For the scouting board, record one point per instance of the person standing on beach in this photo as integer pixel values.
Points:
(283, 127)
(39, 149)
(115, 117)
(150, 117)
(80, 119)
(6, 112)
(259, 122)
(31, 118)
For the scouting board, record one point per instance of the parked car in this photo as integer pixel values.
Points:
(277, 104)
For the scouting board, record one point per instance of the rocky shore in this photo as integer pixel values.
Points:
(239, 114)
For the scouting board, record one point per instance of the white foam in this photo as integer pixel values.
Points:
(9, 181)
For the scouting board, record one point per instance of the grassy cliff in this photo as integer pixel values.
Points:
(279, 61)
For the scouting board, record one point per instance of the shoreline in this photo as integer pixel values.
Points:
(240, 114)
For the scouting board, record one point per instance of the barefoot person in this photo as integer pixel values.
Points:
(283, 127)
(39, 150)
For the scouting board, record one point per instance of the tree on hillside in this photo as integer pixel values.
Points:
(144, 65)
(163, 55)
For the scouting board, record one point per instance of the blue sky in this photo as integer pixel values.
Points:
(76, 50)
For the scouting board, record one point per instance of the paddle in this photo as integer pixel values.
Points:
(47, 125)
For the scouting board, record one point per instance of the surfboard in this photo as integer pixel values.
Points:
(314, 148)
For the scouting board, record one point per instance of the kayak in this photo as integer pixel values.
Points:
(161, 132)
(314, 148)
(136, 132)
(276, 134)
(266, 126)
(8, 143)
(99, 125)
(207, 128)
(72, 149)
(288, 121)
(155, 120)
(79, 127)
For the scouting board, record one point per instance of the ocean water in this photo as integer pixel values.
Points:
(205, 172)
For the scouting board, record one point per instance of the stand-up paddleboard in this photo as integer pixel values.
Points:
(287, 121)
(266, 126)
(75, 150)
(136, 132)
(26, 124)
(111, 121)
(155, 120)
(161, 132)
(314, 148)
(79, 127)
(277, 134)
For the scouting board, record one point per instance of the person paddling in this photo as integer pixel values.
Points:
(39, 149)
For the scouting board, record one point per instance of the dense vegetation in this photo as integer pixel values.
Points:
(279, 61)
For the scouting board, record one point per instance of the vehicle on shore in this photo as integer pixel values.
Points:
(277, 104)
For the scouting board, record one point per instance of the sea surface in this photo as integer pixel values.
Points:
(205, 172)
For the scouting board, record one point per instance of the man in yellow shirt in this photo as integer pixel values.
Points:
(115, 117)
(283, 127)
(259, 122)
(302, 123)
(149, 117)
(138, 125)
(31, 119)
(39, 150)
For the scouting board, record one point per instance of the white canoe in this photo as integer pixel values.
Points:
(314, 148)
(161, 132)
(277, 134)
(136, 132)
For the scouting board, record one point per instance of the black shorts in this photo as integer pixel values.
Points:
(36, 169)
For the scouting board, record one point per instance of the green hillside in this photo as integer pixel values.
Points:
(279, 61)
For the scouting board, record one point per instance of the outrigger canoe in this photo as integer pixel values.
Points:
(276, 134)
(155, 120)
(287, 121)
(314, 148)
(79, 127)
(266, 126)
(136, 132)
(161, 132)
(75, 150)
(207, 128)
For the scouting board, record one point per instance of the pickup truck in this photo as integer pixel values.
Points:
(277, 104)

+===+

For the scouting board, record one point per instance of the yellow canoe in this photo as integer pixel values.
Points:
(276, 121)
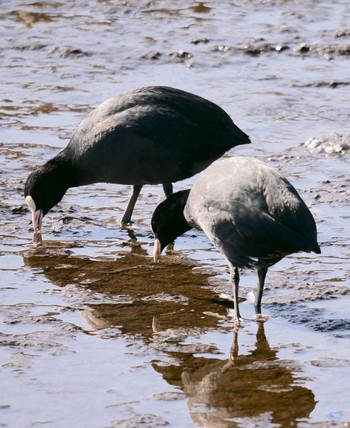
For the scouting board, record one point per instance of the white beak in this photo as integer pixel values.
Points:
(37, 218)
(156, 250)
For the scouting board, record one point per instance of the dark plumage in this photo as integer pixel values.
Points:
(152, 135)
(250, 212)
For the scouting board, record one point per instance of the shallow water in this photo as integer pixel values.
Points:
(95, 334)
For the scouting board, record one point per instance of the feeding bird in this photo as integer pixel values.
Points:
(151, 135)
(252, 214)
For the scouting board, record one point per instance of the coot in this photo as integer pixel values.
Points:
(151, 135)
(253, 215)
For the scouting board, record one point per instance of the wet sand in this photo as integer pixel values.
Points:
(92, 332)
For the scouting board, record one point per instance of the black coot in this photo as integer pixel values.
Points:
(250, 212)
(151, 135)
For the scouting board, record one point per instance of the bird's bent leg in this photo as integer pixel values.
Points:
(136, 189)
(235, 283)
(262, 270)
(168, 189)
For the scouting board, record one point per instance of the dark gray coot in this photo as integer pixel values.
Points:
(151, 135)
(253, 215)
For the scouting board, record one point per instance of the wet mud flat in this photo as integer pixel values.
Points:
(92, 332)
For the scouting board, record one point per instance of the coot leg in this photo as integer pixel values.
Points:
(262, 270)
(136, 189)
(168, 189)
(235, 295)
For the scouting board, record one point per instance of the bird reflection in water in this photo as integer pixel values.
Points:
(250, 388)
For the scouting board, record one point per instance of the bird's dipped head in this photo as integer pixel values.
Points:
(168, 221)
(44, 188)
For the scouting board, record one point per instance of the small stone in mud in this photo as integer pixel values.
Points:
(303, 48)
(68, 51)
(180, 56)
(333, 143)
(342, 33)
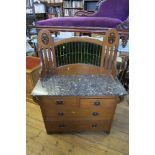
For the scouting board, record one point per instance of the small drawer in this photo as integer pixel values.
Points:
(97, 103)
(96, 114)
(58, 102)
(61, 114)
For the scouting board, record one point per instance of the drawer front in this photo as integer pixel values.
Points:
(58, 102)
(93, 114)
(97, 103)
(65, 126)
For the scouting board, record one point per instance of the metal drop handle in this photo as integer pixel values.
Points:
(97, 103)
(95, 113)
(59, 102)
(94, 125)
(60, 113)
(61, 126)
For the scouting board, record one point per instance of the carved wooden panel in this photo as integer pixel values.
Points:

+===+

### HOW TO COMPLETE THIS TASK
Scan the lines above for "white", then copy every one that has it.

### SOLUTION FOR THIS TASK
For the scouting board, record one point per instance of the white foam in this photo as integer pixel values.
For the scouting board, record one point per instance of the white canoe in this photo as integer pixel values.
For the scouting board, record one point per instance of the white beak in this photo as integer pixel values.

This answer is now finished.